__Article__
--------------------

And before someone raises jq, what % of servers already have python installed vs jq?


> And before someone raises jq, what % of servers already have python installed vs jq?

How many of those servers have something like requests installed out of the box vs needing to fetch it via a package manager or PyPI?

jq is available in Ubuntu's universe repository along with requests.


it's python, requests is one of it's many libraries for the purpose, would actually be quite concerned hiring someone who doesn't know the multiple stdlib solutions for this and still claims ability in python.

import json

import urllib.request

tough hey


I'd be as concerned with someone not opting to use what the documentation recommends[1] in lieu of the stdlib, as I would someone who puts together an awkward Bash script to parse JSON instead of just installing the 50kb package for jq.

> The Requests package is recommended for a higher-level HTTP client interface.

[1] https://docs.python.org/3/library/urllib.request.html


It's a lot easier to hire people than fire them friend.

--------------------

__Record extracts__

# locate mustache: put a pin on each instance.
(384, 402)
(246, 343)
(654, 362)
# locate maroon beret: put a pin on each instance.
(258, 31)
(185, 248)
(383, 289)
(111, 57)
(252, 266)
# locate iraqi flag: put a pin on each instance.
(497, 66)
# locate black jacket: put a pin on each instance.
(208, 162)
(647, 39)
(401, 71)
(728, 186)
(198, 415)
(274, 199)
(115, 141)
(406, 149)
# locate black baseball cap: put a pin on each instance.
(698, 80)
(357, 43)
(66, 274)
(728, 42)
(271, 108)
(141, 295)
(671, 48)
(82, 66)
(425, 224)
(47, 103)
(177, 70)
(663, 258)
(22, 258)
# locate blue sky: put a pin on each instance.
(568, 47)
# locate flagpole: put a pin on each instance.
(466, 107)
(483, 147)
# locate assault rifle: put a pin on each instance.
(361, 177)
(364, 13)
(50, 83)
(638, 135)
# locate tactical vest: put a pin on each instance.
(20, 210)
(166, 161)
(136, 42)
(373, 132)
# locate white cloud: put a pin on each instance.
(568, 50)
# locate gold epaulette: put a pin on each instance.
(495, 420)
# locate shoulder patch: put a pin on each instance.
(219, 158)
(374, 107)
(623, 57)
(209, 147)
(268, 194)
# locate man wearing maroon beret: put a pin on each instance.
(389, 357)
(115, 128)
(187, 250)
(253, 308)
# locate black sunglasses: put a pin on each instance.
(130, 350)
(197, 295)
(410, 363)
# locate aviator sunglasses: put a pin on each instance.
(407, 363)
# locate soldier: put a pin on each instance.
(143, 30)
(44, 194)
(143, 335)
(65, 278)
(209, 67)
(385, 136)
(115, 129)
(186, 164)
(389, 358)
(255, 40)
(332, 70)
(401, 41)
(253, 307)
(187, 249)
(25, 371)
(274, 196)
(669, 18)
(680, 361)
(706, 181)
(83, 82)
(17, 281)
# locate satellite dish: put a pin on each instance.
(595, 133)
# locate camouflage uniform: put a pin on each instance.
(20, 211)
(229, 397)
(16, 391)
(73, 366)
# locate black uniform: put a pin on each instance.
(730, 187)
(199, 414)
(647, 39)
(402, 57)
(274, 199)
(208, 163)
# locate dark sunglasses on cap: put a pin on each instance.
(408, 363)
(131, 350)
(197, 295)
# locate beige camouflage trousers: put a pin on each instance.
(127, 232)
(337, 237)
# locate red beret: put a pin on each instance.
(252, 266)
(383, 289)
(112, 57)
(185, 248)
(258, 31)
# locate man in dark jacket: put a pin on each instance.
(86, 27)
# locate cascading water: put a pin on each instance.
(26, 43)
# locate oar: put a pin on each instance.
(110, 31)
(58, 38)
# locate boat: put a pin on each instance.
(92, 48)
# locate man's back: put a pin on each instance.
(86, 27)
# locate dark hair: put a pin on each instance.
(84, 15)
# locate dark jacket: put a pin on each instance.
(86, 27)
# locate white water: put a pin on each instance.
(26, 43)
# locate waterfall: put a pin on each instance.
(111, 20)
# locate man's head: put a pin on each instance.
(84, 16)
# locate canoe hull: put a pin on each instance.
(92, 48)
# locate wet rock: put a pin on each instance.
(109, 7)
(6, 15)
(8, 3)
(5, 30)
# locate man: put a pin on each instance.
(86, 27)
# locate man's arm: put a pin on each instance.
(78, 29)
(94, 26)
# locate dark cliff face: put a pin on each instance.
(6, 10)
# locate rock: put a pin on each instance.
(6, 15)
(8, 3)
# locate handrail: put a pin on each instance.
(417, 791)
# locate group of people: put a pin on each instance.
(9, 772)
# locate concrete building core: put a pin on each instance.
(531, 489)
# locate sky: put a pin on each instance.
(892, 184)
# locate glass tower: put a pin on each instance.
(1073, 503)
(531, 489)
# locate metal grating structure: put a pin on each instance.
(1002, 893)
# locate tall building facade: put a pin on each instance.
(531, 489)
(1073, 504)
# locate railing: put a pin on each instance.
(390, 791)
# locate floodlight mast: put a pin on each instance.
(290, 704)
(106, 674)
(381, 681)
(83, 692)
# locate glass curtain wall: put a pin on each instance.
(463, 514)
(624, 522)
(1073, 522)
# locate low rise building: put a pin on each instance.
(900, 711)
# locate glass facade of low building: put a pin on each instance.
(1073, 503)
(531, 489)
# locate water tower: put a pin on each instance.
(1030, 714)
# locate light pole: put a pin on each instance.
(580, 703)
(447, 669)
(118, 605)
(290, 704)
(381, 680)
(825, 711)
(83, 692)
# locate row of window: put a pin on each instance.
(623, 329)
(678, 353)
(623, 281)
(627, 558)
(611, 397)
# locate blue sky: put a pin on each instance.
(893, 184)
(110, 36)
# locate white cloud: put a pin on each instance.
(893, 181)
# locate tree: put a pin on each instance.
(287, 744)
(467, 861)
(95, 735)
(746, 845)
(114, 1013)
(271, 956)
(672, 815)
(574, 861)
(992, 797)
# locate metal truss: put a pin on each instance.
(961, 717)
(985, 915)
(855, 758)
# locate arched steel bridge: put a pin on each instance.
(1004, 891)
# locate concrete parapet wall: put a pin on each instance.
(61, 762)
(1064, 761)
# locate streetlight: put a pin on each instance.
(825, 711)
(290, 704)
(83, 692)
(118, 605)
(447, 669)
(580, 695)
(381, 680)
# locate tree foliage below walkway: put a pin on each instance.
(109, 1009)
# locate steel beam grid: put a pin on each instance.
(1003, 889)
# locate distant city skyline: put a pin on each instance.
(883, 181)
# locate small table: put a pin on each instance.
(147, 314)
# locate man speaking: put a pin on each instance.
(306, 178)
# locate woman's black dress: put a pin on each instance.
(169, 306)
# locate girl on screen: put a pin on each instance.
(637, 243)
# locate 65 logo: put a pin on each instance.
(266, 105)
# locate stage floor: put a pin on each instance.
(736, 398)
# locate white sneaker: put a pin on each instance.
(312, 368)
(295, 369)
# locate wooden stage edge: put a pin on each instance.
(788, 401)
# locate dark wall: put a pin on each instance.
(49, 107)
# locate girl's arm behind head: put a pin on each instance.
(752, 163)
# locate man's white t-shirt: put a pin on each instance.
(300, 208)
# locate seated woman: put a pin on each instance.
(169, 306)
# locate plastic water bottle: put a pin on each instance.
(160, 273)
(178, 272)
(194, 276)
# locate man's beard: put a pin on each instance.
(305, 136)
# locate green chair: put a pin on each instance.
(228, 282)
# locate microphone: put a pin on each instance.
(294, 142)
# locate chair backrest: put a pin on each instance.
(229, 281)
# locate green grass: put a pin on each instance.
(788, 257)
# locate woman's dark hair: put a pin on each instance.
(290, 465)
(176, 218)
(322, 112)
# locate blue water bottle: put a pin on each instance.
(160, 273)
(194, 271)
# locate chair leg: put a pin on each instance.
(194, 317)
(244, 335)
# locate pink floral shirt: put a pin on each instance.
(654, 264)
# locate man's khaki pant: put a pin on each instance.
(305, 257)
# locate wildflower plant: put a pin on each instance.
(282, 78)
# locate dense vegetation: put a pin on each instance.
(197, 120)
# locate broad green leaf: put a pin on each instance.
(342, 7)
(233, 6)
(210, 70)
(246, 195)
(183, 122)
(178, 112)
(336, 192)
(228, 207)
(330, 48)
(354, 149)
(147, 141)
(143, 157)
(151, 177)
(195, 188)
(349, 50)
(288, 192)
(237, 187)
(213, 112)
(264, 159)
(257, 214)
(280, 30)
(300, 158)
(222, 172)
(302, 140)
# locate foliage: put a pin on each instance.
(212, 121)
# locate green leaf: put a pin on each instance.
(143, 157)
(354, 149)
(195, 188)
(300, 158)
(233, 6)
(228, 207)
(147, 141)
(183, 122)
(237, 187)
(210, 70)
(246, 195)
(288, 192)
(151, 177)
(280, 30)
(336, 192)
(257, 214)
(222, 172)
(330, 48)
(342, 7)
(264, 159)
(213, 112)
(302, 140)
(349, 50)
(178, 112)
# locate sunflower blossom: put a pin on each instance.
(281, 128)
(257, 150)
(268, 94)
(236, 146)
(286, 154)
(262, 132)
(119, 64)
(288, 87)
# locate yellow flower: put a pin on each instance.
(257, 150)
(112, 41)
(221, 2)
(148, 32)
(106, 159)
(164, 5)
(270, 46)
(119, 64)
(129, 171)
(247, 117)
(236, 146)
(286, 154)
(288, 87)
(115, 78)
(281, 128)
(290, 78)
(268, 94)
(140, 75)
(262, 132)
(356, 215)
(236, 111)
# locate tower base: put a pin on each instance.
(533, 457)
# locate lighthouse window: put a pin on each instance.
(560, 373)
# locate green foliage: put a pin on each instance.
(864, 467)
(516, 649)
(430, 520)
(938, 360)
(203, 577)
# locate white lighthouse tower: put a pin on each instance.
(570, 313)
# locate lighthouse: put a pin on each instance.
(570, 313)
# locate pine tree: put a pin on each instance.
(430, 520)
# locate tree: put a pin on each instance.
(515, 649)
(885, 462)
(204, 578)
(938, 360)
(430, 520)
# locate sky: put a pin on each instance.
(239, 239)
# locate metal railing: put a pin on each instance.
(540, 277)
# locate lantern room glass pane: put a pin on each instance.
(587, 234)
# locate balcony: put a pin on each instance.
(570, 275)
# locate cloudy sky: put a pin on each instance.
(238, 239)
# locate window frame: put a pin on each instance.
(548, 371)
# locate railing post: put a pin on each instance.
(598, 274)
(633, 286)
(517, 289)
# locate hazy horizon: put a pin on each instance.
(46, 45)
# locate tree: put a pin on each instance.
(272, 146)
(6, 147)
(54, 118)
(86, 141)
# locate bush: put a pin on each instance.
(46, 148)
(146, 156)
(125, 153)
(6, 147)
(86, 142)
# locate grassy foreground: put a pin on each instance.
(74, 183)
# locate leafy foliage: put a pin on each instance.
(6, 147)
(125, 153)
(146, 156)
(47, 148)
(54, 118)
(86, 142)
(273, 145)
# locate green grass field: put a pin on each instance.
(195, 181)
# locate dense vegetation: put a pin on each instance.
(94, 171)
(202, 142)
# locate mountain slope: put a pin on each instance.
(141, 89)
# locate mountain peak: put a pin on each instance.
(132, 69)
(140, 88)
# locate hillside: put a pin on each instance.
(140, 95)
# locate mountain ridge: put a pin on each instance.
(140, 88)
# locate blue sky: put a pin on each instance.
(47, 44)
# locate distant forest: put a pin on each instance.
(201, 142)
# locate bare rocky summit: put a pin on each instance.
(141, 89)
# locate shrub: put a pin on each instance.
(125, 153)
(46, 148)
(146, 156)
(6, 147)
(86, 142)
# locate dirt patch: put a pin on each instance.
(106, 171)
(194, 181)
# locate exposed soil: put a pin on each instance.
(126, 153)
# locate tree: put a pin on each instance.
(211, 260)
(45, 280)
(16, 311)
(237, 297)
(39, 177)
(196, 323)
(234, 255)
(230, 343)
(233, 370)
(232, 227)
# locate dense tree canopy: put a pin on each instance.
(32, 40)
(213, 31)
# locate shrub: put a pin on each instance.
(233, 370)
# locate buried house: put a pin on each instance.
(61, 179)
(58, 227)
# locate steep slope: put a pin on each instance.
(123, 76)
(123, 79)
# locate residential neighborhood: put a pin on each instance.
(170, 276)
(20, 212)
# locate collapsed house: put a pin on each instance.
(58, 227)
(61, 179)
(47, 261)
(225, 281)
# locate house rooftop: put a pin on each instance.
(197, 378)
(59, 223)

--------------------

__Given task A__
In the forum thread on jq versus Python for handling JSON, in which Ubuntu repository are jq and requests said to be available?
__Given task B__
Write the next part of the forum thread on jq versus Python for handling JSON, beginning after its final reply.
The listing bears no relation to the forum thread.

__Exercise response A__
Ubuntu's universe repository.

__Exercise response B__
The documentation recommends nothing of the sort, it's a direction for consumers. We all live in varied and different worlds, how many varied server environments have you been responsible for all at once? Is it really beyond your amazing programming skills to use the tools at hand in every circumstance? Perhaps it's a chance to demonstrate yet another 3rd party tool which fixes non-existent problems.

It's a few bytes difference in your script that is using requests over the numerous and plentiful stdlib options there.


Would never use python in lieu of curl/jq for json handling unless I am writing something more complicated than a shell script. catch 22.


If it gets the job done good on you.

Each to their own. Simply saying what I would look for.

Have any examples of your apt install jq script? How would you install jq on a few hundred machines also?

I'd be happy to share an example of an out of the box python script that does the same job and works virtually everywhere.


Bash was the first scripting language I became “good” in too! The skill seems to be regularly devalued in this community, and there is no surprise why (what is collaboration and maintenance for $500).

However, it’s hard to ignore why bash masters are born in the first place if better tools exist - shouldn’t the best tool win in the long run?

My take is lone wolf hackers working in corporate /_/nix constrained environment who become proficient, prolific and efficient win the corporate version of “survival of the fittest”.


I used to know someone who worked for a hugeco with really ancient proprietary unix systems. He wrote huge, complicated things in awk.

I think the experience did things to him, but he was the guy to go to for awk questions.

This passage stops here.